** Recorded information follows **
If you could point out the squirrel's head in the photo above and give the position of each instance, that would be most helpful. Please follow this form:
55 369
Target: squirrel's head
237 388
** End of Recorded information **
** Recorded information follows **
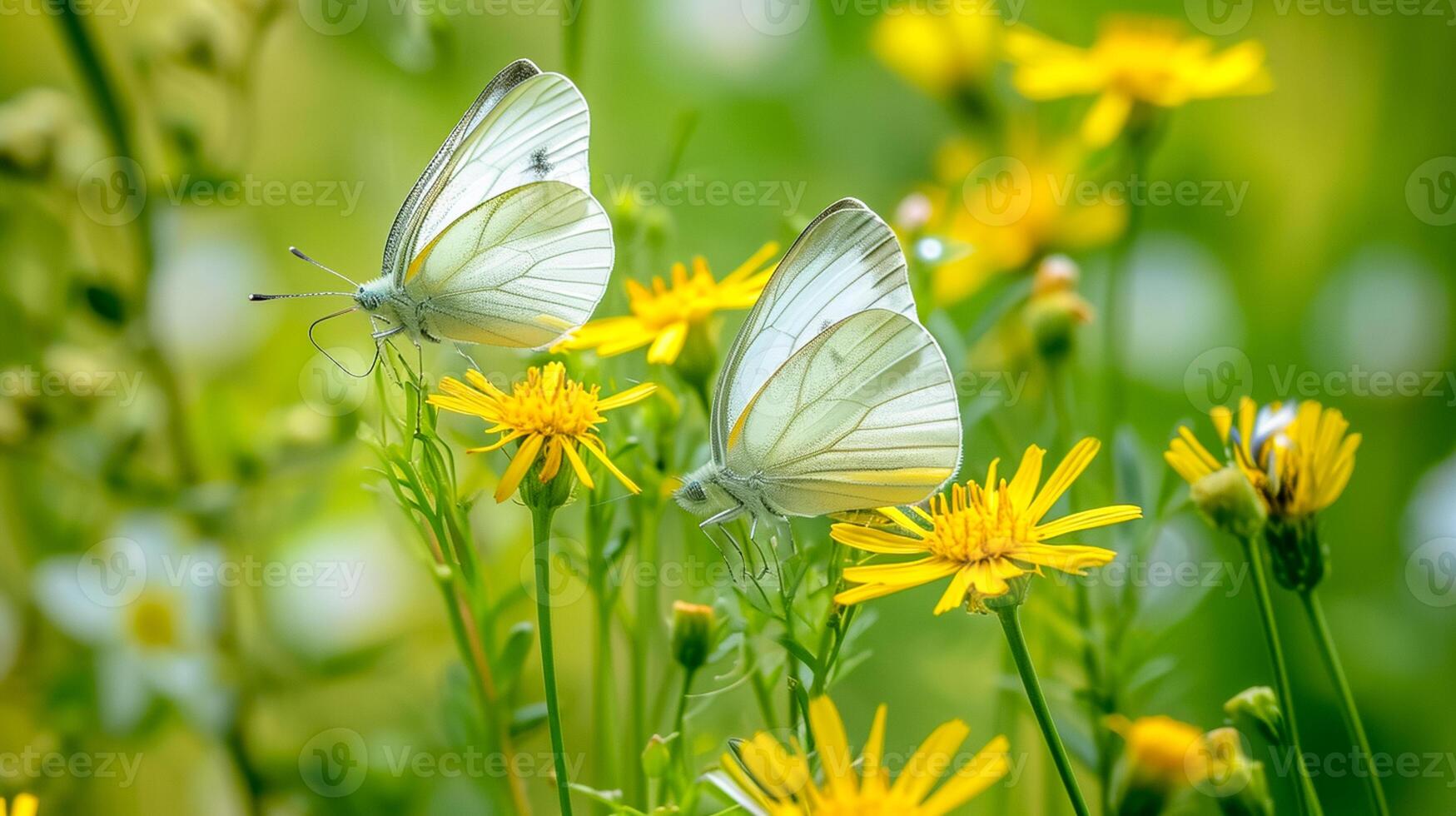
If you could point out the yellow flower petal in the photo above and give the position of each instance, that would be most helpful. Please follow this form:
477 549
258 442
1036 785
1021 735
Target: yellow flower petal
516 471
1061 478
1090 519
** End of Recorded information **
In the records, which lines mention the word "give"? Copy those lines.

• [Written solution]
If you could point out the squirrel's head in the photo above and give the position of each instance, that would be most helpful. Please follow this form:
If you could point out the yellow flower petal in the photo above and give the position of each instance, that would be most helpful. Please follow this form:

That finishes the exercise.